Repeat each of the entries below word for word, keeping every line as it stands.

Stored entries
════

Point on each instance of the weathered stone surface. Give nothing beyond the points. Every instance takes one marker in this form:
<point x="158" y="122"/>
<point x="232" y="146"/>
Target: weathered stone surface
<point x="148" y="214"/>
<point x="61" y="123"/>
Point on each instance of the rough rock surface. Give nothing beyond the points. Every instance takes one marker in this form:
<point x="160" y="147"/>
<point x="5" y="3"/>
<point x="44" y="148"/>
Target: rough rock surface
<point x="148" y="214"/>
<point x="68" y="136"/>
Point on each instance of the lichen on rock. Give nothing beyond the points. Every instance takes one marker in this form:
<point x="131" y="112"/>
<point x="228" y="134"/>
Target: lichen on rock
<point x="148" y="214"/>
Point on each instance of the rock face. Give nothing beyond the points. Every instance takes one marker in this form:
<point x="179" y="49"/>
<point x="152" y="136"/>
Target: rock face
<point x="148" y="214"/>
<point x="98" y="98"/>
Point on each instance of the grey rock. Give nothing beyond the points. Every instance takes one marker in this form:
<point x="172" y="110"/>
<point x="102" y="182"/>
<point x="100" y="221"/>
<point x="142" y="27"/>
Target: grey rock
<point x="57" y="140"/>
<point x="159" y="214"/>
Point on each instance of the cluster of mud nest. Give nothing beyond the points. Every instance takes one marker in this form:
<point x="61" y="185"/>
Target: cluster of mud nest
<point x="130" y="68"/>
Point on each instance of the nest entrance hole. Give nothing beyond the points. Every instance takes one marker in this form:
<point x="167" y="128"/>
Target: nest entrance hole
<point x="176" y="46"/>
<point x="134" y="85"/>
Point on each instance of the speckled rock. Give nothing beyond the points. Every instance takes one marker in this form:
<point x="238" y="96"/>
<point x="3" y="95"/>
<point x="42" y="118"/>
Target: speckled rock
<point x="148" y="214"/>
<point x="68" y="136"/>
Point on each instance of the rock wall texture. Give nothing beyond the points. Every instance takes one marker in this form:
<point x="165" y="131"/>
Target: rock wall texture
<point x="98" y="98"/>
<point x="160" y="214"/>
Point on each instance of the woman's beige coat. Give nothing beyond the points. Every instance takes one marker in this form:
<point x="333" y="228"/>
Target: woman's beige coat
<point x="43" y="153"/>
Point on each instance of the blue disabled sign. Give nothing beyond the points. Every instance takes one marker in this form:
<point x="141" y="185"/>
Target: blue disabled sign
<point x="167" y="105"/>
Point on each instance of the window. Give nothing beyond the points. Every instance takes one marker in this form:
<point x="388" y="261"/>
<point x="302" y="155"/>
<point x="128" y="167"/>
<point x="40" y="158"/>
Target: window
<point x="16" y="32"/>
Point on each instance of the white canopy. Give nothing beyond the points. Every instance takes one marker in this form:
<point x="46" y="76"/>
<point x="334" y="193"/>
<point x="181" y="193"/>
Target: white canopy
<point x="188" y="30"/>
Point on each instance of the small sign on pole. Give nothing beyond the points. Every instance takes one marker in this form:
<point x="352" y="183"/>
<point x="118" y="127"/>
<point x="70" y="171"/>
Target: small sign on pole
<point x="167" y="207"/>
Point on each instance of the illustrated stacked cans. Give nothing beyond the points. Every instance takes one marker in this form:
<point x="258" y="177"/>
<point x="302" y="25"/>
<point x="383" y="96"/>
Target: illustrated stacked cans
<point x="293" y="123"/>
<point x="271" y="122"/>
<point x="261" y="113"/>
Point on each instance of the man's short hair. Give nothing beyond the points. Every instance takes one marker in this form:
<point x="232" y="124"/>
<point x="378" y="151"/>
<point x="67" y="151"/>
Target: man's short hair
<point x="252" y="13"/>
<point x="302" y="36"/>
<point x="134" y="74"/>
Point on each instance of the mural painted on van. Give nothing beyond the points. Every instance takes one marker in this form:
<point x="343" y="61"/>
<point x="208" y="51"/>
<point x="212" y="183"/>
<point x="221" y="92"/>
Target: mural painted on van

════

### Correct response
Point on each instance of the weathered stone surface. Give nothing beyond the points. Every instance takes one marker in this form:
<point x="158" y="122"/>
<point x="232" y="146"/>
Target: weathered stone surface
<point x="148" y="214"/>
<point x="61" y="123"/>
Point on each instance of the rough rock surface. Give nothing beyond the points. Every instance takes one marker in this form:
<point x="160" y="147"/>
<point x="5" y="3"/>
<point x="44" y="148"/>
Target: rough rock surface
<point x="148" y="214"/>
<point x="68" y="136"/>
Point on each instance of the lichen on rock. Give nothing beyond the points. Every instance takes one marker in this form:
<point x="131" y="112"/>
<point x="228" y="134"/>
Target: lichen on rock
<point x="148" y="214"/>
Point on each instance of the rock face. Give nothing beyond the points. Every instance takes one marker in this form:
<point x="179" y="49"/>
<point x="152" y="136"/>
Target: rock face
<point x="148" y="214"/>
<point x="98" y="98"/>
Point on each instance of the grey rock. Give nothing beyond the points. Every instance takes one marker in this form:
<point x="172" y="110"/>
<point x="102" y="182"/>
<point x="100" y="221"/>
<point x="142" y="27"/>
Target: grey rock
<point x="57" y="140"/>
<point x="159" y="214"/>
Point on each instance of the cluster of mud nest. Give nothing beyond the points. Every instance takes one marker in this form:
<point x="61" y="185"/>
Target: cluster of mud nest
<point x="130" y="68"/>
Point on each instance of the nest entrance hole. Give nothing beyond the points. Every instance takes one marker in this form:
<point x="167" y="128"/>
Target: nest entrance hole
<point x="176" y="46"/>
<point x="134" y="85"/>
Point on each instance of the speckled rock. Give nothing beyond the points. Every instance takes one marker in this form:
<point x="238" y="96"/>
<point x="3" y="95"/>
<point x="42" y="118"/>
Target: speckled rock
<point x="148" y="214"/>
<point x="68" y="136"/>
Point on each instance of the rock wall texture. Give nothing beyond the points. Every instance takes one marker in this form:
<point x="165" y="131"/>
Target: rock wall texture
<point x="98" y="98"/>
<point x="160" y="214"/>
Point on each instance of the woman's beige coat. Give nothing beyond the points. Every instance takes one marker in this form:
<point x="333" y="228"/>
Target: woman's beige coat
<point x="43" y="153"/>
Point on each instance of the blue disabled sign. Give nothing beyond the points. Every instance takes one marker in this form:
<point x="141" y="185"/>
Target: blue disabled sign
<point x="167" y="105"/>
Point on each instance of the window. Give nothing beyond the points. Every instance takes one marker in this form:
<point x="388" y="261"/>
<point x="302" y="155"/>
<point x="128" y="167"/>
<point x="40" y="158"/>
Target: window
<point x="16" y="32"/>
Point on each instance of the white canopy. Give nothing beyond the points. Every instance takes one marker in this form:
<point x="46" y="76"/>
<point x="334" y="193"/>
<point x="181" y="193"/>
Target: white canopy
<point x="188" y="30"/>
Point on each instance of the small sign on pole. Give nothing beyond the points. Every instance takes one marker in this form:
<point x="352" y="183"/>
<point x="118" y="127"/>
<point x="70" y="171"/>
Target: small sign on pole
<point x="167" y="207"/>
Point on each instance of the illustrated stacked cans. Give nothing beyond the points. Every instance takes one marker in this form:
<point x="258" y="177"/>
<point x="302" y="25"/>
<point x="383" y="96"/>
Target: illustrated stacked cans
<point x="293" y="123"/>
<point x="271" y="122"/>
<point x="261" y="113"/>
Point on each instance of the man's short hair. Give nothing beyond the points. Every instance takes one marker in this form:
<point x="232" y="124"/>
<point x="378" y="151"/>
<point x="67" y="151"/>
Target: man's short hair
<point x="252" y="13"/>
<point x="302" y="36"/>
<point x="134" y="74"/>
Point on each instance of the mural painted on van. Give nothing beyond the points. Every instance takes one marker in this form:
<point x="343" y="61"/>
<point x="208" y="51"/>
<point x="212" y="183"/>
<point x="221" y="92"/>
Target: mural painted on van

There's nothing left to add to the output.